Written request: In the records below, find the line containing "Expected: one point per instance of the woven". Output it and every line after it to the end, unchanged, with no pictures.

----- Information shown

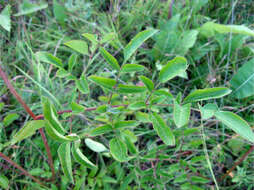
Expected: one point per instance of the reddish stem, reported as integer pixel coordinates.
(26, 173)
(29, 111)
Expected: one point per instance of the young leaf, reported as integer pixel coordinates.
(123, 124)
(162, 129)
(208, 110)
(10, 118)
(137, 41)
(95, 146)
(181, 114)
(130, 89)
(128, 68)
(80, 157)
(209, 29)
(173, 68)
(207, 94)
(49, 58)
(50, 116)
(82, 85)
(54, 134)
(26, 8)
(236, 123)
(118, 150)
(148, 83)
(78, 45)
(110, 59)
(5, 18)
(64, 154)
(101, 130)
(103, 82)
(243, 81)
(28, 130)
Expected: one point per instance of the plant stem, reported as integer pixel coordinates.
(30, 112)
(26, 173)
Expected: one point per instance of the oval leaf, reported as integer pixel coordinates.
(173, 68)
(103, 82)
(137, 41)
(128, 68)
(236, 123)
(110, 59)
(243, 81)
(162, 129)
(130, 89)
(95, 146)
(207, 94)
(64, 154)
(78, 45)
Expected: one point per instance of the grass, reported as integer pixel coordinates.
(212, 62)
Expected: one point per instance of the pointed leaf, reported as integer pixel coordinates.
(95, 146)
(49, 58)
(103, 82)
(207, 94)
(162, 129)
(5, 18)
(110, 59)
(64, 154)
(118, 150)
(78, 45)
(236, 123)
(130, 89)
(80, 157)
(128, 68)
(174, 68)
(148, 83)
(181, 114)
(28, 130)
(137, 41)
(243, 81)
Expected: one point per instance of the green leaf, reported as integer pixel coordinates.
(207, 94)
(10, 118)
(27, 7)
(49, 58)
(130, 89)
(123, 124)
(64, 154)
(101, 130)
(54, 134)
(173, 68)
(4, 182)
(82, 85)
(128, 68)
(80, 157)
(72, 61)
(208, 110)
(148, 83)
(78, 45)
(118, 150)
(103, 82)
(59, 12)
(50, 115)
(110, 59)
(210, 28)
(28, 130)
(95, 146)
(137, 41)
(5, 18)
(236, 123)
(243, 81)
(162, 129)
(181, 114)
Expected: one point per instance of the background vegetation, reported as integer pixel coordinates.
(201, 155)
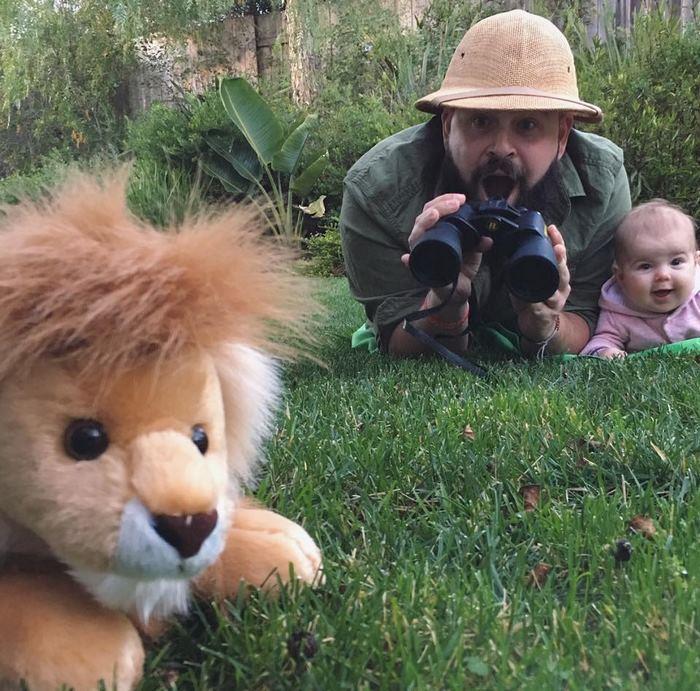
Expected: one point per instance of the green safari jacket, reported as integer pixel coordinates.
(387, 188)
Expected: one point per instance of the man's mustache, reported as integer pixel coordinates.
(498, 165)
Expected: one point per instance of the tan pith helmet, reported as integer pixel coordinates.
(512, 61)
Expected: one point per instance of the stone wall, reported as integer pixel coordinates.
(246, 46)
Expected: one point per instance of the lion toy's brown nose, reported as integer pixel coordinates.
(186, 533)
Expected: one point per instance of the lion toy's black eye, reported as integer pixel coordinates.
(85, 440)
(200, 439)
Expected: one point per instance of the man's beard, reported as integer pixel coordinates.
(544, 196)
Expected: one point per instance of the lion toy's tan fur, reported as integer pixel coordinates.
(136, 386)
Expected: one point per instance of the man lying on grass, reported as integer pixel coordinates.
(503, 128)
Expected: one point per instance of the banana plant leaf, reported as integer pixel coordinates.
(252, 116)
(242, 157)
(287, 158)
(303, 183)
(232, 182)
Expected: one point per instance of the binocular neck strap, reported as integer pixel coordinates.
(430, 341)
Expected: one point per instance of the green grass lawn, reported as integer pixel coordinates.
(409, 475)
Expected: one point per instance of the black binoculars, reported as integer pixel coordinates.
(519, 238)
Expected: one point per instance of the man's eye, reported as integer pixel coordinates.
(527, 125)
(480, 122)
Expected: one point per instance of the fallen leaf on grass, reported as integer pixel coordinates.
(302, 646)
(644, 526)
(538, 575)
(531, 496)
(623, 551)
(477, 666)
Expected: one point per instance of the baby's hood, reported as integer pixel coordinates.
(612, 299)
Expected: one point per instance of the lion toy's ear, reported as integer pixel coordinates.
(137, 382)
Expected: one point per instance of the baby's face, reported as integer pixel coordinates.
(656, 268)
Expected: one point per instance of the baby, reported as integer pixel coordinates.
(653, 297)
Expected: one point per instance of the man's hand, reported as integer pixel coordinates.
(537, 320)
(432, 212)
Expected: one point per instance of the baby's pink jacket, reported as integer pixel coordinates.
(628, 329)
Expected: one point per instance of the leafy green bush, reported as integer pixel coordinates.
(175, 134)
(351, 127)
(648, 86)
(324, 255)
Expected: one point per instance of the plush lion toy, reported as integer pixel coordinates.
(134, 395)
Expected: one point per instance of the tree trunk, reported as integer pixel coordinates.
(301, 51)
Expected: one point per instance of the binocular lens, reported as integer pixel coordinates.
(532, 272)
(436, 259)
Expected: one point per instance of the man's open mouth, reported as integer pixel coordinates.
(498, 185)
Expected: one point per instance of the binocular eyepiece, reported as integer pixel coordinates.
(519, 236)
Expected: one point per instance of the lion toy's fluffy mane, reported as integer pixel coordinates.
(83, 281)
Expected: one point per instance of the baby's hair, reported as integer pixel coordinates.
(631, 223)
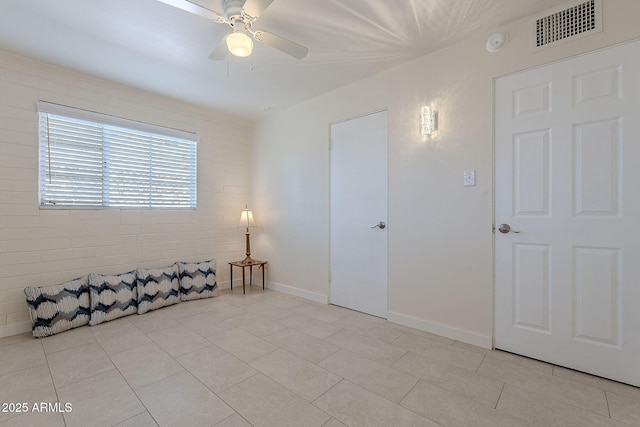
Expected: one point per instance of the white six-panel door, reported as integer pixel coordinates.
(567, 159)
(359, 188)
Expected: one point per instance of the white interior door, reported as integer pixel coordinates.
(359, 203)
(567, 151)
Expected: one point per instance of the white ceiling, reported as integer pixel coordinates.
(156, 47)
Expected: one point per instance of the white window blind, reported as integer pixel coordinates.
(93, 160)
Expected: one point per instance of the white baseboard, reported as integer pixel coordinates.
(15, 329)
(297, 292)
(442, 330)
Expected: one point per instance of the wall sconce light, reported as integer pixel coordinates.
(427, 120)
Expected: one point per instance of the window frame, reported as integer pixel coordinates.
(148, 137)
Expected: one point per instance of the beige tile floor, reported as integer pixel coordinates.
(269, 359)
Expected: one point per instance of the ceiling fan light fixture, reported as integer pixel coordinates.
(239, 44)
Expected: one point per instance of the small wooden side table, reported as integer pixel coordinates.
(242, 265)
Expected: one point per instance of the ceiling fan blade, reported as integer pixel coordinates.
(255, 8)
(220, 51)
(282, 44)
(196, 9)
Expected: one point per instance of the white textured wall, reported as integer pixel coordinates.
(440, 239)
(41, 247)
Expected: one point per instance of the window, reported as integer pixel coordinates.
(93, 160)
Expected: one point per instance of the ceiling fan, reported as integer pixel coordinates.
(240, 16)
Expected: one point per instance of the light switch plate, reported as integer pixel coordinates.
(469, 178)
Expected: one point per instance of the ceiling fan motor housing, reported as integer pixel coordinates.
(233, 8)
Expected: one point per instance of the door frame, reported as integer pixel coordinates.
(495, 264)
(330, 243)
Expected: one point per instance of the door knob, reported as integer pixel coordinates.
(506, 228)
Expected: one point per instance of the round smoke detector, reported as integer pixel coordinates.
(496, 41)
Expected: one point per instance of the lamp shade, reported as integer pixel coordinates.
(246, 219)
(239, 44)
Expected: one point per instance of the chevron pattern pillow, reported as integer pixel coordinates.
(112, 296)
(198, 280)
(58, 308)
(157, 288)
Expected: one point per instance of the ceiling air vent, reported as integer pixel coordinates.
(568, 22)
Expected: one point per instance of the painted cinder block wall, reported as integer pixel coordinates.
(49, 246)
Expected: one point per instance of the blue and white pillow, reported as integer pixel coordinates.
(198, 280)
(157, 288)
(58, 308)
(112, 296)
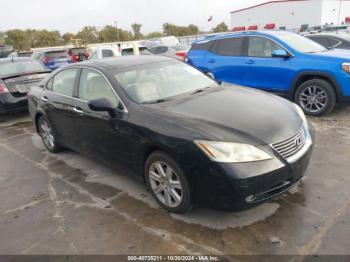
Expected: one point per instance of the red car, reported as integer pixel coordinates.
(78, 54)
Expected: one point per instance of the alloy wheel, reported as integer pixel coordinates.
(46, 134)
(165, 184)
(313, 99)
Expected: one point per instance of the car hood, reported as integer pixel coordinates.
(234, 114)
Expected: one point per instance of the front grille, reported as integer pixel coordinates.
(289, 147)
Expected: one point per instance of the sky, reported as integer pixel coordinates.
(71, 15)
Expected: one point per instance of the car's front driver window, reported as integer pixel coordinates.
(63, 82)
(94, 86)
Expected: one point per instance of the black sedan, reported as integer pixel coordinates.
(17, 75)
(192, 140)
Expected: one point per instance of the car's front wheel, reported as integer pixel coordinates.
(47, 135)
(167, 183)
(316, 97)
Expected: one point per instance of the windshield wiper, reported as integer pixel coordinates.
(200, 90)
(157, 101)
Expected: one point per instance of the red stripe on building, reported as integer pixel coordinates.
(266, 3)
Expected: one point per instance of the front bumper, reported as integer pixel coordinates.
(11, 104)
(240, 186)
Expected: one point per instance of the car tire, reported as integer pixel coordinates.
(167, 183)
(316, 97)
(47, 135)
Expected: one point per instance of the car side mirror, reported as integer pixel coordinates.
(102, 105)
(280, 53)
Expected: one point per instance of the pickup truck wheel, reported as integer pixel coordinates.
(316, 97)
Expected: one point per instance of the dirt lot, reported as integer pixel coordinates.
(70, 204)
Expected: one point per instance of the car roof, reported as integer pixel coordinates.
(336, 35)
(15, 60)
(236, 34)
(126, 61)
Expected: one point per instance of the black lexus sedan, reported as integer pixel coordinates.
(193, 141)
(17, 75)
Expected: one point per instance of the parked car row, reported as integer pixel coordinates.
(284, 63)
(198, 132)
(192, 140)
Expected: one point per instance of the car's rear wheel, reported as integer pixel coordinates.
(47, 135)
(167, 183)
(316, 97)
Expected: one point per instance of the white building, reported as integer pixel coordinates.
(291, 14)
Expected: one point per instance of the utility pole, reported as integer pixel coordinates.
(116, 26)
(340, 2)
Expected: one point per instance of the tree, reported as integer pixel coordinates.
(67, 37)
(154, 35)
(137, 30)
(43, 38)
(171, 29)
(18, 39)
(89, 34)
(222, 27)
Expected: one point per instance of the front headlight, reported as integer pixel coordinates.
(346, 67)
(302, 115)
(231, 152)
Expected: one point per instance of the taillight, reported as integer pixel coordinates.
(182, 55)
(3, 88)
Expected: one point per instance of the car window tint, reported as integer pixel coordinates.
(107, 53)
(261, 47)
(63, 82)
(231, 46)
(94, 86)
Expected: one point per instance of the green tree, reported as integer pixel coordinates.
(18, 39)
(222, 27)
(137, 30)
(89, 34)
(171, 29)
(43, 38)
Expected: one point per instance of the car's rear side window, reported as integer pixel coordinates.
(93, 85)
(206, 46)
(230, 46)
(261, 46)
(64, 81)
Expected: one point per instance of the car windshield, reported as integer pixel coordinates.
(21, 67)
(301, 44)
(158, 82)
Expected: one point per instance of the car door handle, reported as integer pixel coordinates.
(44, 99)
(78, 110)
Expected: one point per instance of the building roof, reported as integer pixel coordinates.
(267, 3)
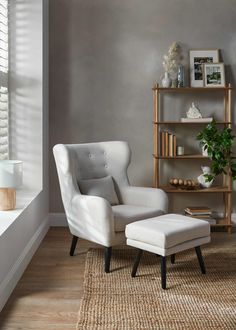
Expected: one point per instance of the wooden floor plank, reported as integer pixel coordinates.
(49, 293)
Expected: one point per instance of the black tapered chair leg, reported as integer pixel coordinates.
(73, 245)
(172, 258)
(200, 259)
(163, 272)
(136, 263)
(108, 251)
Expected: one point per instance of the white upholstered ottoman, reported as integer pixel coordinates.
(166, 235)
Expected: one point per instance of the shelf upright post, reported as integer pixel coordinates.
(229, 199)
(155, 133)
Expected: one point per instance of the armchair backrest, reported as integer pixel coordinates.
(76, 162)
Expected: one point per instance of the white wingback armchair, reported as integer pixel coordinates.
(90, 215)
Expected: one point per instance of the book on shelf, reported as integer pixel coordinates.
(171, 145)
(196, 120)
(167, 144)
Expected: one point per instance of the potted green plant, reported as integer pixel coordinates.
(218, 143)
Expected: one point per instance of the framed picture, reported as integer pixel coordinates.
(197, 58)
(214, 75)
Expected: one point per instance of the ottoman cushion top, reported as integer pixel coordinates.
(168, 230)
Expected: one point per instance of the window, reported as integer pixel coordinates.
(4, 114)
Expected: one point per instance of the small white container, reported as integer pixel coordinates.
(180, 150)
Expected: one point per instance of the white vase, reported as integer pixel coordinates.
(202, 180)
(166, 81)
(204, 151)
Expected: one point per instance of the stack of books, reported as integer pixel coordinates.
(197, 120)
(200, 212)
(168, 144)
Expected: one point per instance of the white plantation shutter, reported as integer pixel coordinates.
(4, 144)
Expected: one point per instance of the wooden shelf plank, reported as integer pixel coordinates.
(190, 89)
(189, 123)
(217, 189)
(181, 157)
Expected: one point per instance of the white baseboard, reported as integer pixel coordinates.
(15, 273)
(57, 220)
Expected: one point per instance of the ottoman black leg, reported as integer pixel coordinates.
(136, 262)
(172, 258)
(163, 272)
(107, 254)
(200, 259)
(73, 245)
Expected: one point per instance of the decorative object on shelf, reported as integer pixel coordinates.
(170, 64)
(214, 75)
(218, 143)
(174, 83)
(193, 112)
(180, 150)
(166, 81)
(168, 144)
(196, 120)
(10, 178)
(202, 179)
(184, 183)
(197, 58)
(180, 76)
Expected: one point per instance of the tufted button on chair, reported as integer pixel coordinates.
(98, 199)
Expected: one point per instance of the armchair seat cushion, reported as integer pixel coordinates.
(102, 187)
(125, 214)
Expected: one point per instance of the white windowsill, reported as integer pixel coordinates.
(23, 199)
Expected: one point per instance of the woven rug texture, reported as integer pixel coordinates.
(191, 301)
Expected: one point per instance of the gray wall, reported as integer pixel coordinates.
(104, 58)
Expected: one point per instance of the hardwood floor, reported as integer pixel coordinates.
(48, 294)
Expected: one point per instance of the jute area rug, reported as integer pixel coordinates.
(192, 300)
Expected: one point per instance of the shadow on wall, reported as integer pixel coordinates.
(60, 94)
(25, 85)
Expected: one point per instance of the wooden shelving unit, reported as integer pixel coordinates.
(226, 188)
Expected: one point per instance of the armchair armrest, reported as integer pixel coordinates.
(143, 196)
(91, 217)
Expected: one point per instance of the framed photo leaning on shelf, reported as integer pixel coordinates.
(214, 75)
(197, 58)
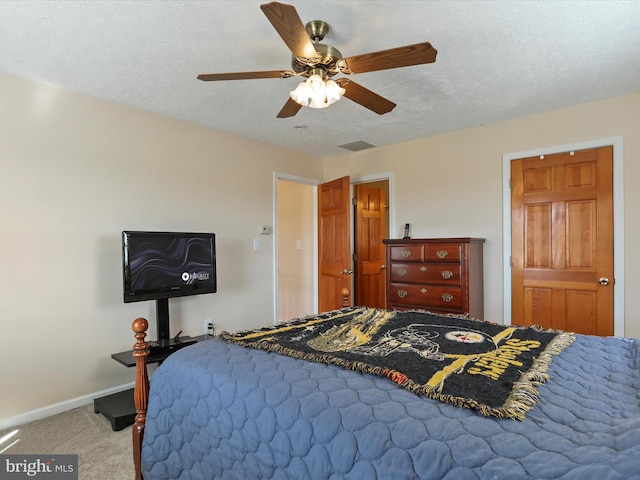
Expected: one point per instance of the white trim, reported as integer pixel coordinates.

----------

Exercise result:
Expected: one point per instance of the woven rug texture, reported as integer pixel coordinates.
(191, 301)
Expected: one point per instance of the gray wall, reported as integer pixel coordinates.
(104, 58)
Expected: one point per instance of the hardwood floor, reported as integer pixel coordinates.
(48, 294)
Expected: one point per instance of the jute area rug, reported as integer pixel coordinates.
(192, 300)
Expected: one point per instance of the shadow on wall, reported as integer pixel coordinates.
(60, 94)
(25, 85)
Expected: one point per instance of the wooden shelving unit, reported as integer pixel coordinates.
(226, 188)
Expected: one point per instance of the armchair armrest, reported as integer pixel coordinates.
(143, 196)
(91, 217)
Expected: one point per instance of the framed photo leaning on shelf, reported as integer pixel coordinates.
(214, 75)
(197, 58)
Expected: one point per instance of the white trim, reported as integer pixel coordinates.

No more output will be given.